── EXTRAIT DU DOCUMENT ──
RAPPEL DES FAITS, PROCEDURE ET MOYENS DES PARTIES

Monsieur [X] [A] a été embauché en qualité de cadre commercial, à l'époque en Allemagne, par la société EISMANN INTERNATIONAL TIEFKUHLSPEZIALITATEN Gmbh (la société EISMANN INTERNATIONAL plus loin) par contrat à durée indéterminée en date du 1er août 1990.

Le 1er avril 1998, Monsieur [X] [A] a été détaché en France au poste de Directeur Financier de la société EISMANN CITY FRANCE, société de droit français devenue la société EISMANN.

A cet effet, trois contrats de détachement ont été successivement établis pour les périodes du 01.04.1998 au 31.03.2001, du 01.04.2001 au 31.12.2003, puis du 01.01.2004 au 31.12.2004.

A compter du 1er octobre 2004, M. [A] a occupé le poste de directeur de projets et la société EISMANN a réglé les salaires et charges correspondant à cet emploi.

Aucun contrat écrit n'a été régularisé pour la période postérieure au 31 décembre 2004 et la situation de détachement s'est poursuivie jusqu'au 27 janvier 2010 : au dernier état de ses services, le salaire mensuel moyen de M. [A] était d'un montant de 5 105,44 €.

Le 8 décembre 2009, la société EISMANN a remis aux membres du Comité d'entreprise, un dossier d'information et de consultation sur le projet de licenciement pour motif économique de huit salariés, en vue d'une réunion du Comité d'Entreprise fixée au 11 décembre 2009.

Ce dossier mentionnait que l'effectif global de la société était de 586 salariés au 30 novembre 2009 et que le nombre de licenciements économiques envisagés était de 8 salariés répartis sur les sites de [Localité 1], [Localité 2] & [Localité 3].

La société EISMANN exposait que le projet de licenciement pour motif économique de ces

huit salariés était lié à la réorganisation de l'entreprise afin de sauvegarder sa compétitivité et, s'agissant du poste de Monsieur [A], il était rappelé que ce dernier occupait un poste de directeur des projets, que la situation économique de la société ne permettait pas de mettre en place des projets initialement programmés pour 2010 ; que par ailleurs, compte tenu de la mise en place effective de l'informatique dans les agences et du développement pour chaque vendeur d'un matériel informatique embarqué, le maintien du poste de Monsieur [A] n'était plus justifié et serait supprimé.

Par lettre recommandée avec AR datée au 14 décembre 2009 présentée le 21 décembre 2009, la Société EISMANN a convoqué à un entretien préalable Monsieur [A], entretien devant se tenir le 22 décembre suivant'; en raison de la présentation tardive de ce courrier ne permettant pas de respecter le délai obligatoire de 5 jours ouvrables, la société EISMANN a reporté au 6 janvier 2010 la date de l'entretien préalable, par lettre du 22 décembre 2009.
───
── DONNÉES FOURNIES ──
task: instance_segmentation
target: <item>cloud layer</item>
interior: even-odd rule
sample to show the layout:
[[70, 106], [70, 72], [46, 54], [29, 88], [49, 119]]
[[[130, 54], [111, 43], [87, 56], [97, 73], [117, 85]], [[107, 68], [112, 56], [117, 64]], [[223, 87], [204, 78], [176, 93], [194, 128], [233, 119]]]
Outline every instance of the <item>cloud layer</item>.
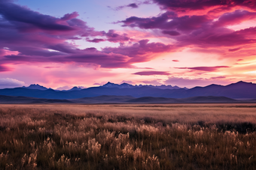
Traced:
[[[127, 73], [133, 82], [133, 78], [139, 77], [137, 75], [148, 76], [140, 77], [151, 79], [140, 82], [148, 82], [155, 81], [152, 78], [155, 75], [170, 76], [176, 73], [184, 77], [174, 76], [160, 82], [169, 83], [172, 80], [193, 84], [203, 81], [197, 77], [198, 75], [206, 76], [203, 81], [207, 82], [223, 82], [224, 77], [237, 79], [245, 75], [242, 72], [255, 71], [253, 58], [256, 47], [256, 2], [254, 1], [136, 1], [119, 6], [114, 12], [124, 8], [138, 10], [141, 5], [148, 4], [160, 7], [161, 13], [148, 16], [139, 13], [130, 14], [123, 19], [113, 21], [120, 27], [120, 30], [102, 31], [88, 25], [85, 20], [79, 19], [79, 13], [75, 11], [56, 17], [12, 1], [0, 0], [0, 73], [6, 74], [15, 71], [18, 66], [33, 64], [49, 73], [62, 69], [61, 64], [100, 68], [106, 72], [133, 68], [137, 70]], [[91, 46], [82, 48], [76, 43], [83, 41]], [[99, 44], [108, 45], [99, 49]], [[182, 55], [173, 55], [185, 50], [190, 53], [183, 59]], [[192, 62], [192, 53], [204, 55]], [[215, 63], [211, 63], [208, 61], [213, 61], [209, 58], [213, 54], [216, 55]], [[161, 67], [161, 64], [167, 64], [165, 61], [146, 65], [147, 62], [167, 55], [170, 58], [169, 66], [165, 69]], [[199, 61], [202, 63], [198, 64]], [[143, 67], [139, 67], [143, 63]], [[154, 71], [139, 70], [145, 68], [153, 68]], [[193, 79], [187, 79], [187, 75]], [[246, 74], [248, 79], [252, 79], [250, 75]], [[105, 81], [108, 80], [98, 82]]]

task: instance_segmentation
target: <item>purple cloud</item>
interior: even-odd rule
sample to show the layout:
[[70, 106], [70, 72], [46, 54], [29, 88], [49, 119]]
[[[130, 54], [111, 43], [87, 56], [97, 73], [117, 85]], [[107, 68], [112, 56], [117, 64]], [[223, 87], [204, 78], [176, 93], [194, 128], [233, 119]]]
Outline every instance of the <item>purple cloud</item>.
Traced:
[[107, 37], [109, 42], [113, 43], [122, 43], [124, 41], [128, 41], [130, 40], [127, 34], [123, 34], [122, 35], [120, 35], [116, 33], [116, 31], [112, 29], [109, 30], [108, 32], [105, 33], [104, 35]]
[[236, 52], [239, 50], [241, 48], [235, 48], [235, 49], [229, 49], [228, 51], [229, 52]]
[[130, 4], [127, 5], [127, 7], [130, 7], [132, 8], [138, 8], [139, 7], [138, 4], [136, 4], [136, 3]]
[[178, 69], [190, 69], [196, 70], [200, 71], [208, 71], [208, 72], [214, 72], [217, 71], [219, 68], [228, 68], [228, 66], [214, 66], [214, 67], [175, 67]]
[[169, 73], [166, 71], [140, 71], [133, 74], [140, 75], [140, 76], [153, 76], [153, 75], [170, 75]]
[[172, 35], [172, 36], [177, 36], [177, 35], [180, 35], [181, 34], [179, 32], [177, 32], [176, 31], [173, 31], [173, 30], [163, 30], [162, 31], [163, 34], [169, 34], [169, 35]]
[[5, 66], [0, 65], [0, 72], [11, 71], [11, 70]]
[[105, 40], [104, 40], [102, 38], [94, 38], [93, 40], [90, 40], [88, 38], [88, 39], [87, 39], [87, 41], [91, 42], [91, 43], [100, 43], [100, 42], [102, 42], [102, 41], [105, 41]]
[[0, 79], [0, 88], [17, 88], [25, 85], [25, 82], [17, 79], [5, 78]]
[[255, 1], [248, 0], [153, 0], [153, 1], [163, 9], [182, 13], [198, 10], [223, 10], [236, 6], [256, 9]]

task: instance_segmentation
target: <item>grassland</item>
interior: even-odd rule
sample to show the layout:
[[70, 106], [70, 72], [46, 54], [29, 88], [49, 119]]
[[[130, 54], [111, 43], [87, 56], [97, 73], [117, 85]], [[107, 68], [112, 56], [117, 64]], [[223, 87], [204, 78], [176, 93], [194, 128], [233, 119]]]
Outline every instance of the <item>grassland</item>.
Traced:
[[256, 169], [256, 105], [0, 105], [0, 169]]

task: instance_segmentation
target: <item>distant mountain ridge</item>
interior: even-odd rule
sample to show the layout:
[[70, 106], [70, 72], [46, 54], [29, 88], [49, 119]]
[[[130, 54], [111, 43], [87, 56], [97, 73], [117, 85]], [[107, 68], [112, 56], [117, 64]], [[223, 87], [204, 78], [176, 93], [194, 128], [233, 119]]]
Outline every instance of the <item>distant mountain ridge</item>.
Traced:
[[[29, 88], [32, 86], [31, 88]], [[102, 95], [108, 96], [132, 96], [133, 97], [153, 97], [166, 98], [187, 98], [199, 96], [225, 97], [232, 99], [256, 99], [256, 84], [238, 82], [228, 85], [210, 85], [206, 87], [195, 87], [190, 89], [162, 89], [151, 85], [132, 85], [128, 83], [117, 85], [108, 82], [99, 87], [69, 91], [55, 91], [45, 89], [41, 85], [30, 85], [29, 88], [14, 88], [0, 89], [0, 95], [23, 96], [45, 99], [78, 99]]]
[[[177, 85], [172, 86], [170, 85], [133, 85], [126, 82], [123, 82], [120, 85], [118, 84], [114, 84], [112, 82], [107, 82], [106, 84], [99, 86], [102, 88], [141, 88], [141, 87], [150, 87], [150, 88], [160, 88], [160, 89], [181, 89], [182, 88], [178, 87]], [[187, 89], [187, 88], [184, 88], [184, 89]]]

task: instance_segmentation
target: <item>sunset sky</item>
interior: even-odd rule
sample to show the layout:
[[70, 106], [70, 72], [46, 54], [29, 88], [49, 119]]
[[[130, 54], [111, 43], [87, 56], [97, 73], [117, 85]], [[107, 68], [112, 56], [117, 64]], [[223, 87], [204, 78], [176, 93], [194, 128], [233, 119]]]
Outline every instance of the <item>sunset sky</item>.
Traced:
[[0, 88], [256, 82], [256, 1], [0, 0]]

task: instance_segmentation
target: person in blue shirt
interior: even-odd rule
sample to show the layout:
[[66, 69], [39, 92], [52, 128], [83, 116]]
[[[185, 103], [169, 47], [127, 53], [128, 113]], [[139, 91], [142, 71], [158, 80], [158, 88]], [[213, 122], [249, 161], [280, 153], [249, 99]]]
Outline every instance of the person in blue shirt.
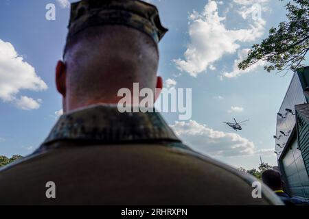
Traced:
[[266, 170], [262, 173], [262, 181], [267, 185], [280, 198], [286, 205], [309, 205], [309, 202], [297, 197], [292, 197], [283, 190], [284, 181], [279, 172], [275, 170]]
───
Rédigez la suite du rappel des faits relatif au licenciement économique de M. [A], en reprenant juste après sa dernière phrase. Les données ne sont d'aucune utilité ici.

- _RÉPONSE CI-DESSOUS_:
L'entretien préalable a eu lieu le 6 janvier 2010.

Les raisons économiques du licenciement envisagé ont été exposées à M. [A] lors de

l'entretien préalable.

Lors de l'entretien préalable, l'employeur a remis à Monsieur [X] [A] :

- le document de présentation de la convention de reclassement personnalisé

- un document comportant l'ensemble des propositions de reclassement.

Aucune offre de reclassement ne correspondant à ses fonctions, Monsieur [X] [A] a refusé les reclassements proposés le 20 janvier 2010.

Le 22 janvier 2010, Monsieur [A] acceptait la convention de reclassement personnalisé (CRP).

La rupture du contrat de travail est par suite, intervenue le 27 janvier 2010.

Le 8 février 2010, le solde de tout compte et le certificat de travail ont été remis à Monsieur [X] [A].

Le licenciement pour motif économique de Monsieur [X] [A] a été notifié par lettre recommandée avec AR du 20 février 2010.

A la date de présentation de la lettre recommandée notifiant le licenciement, Monsieur [X] [A] avait une ancienneté de près de 20 ans et la société EISMANN occupait à titre habituel au moins onze salariés, 586 en l'occurrence .

Contestant la légitimité de son licenciement et réclamant diverses indemnités consécutivement à la rupture de son contrat de travail, Monsieur [X] [A] a saisi le conseil de prud'hommes de Meaux le 16 septembre 2010 qui, par jugement du 13 juin 2014 auquel la cour se réfère pour l'exposé de la procédure antérieure et des prétentions initiales des parties, a rendu la décision suivante :

«DECLARE Monsieur [X] [A] recevable en ses demandes.

DIT que la rupture du contrat de travail le 22 janvier 2010 est constitutive d'un licenciement d pourvu de cause réelle et sérieuse.

CONDAMNE la société EISMANN à payer à Monsieur [X] [A] les sommes suivantes :

- 70 000 € à titre de dommages et intérêts pour licenciement sans cause réelle et sérieuse

- 10 210,88 € à titre d'indemnité compensatrice de préavis.

ORDONNE l'exécution provisoire.

DEBOUTE Monsieur [A] du surplus de ses demandes.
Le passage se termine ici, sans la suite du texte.